Document text:
BEGIN

Ajahn Pasanno: Our most serious illnesses are greed, hatred, and delusion. We focus our attention on what relieves us from greed, hatred, and delusion. Attachment and ignorance cloud the mind. One of the practices that we can do is to connect with wisdom and catch the amount of worry and fear that’s in the mind. Trust the mind instead of falling into doubt. “Am I torturing myself? Am I going in too deep? Am I completely and permanently disabled because of this?” Having experimented with both sides of the extremes, we develop a confidence that isn’t intimidated by illness or the voice of guilt: you’re being lazy, you’re not good enough, you’re not hard enough on yourself. These things keep us off balance and ill at ease, so that we’re always suffering. Pay attention to the inner critic, the doubter, the slacker. See the extremes for what they really are; illness is a part of that. We’re far more resilient than we think we are. We cannot trust what our body says. Ajahn Chah said that the fastest way to liberation is by looking directly at the mind.
 
One of the important aspects of living in community is that we have the support and encouragement of other practitioners. We don’t see some things for ourselves. It’s helpful and necessary to be close to a teacher and fellow practitioners whom we trust and whose judgment we respect.

END

Provided data:
BEGIN

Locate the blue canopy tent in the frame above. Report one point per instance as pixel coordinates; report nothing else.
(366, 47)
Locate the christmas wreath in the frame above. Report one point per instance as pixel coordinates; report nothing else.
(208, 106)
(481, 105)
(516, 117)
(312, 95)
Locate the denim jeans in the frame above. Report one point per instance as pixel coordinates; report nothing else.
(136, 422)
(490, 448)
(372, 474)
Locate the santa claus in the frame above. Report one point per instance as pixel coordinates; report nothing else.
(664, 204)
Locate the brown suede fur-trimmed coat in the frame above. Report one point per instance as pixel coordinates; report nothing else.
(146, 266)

END

Work order 1:
From the teaching on illness, set down word for word everything from "One of the important" down to "judgment we respect.".
Work order 2:
List the three things the teaching on illness names as our most serious illnesses.

Exercise response 1:
One of the important aspects of living in community is that we have the support and encouragement of other practitioners. We don’t see some things for ourselves. It’s helpful and necessary to be close to a teacher and fellow practitioners whom we trust and whose judgment we respect.

Exercise response 2:
Greed, hatred, delusion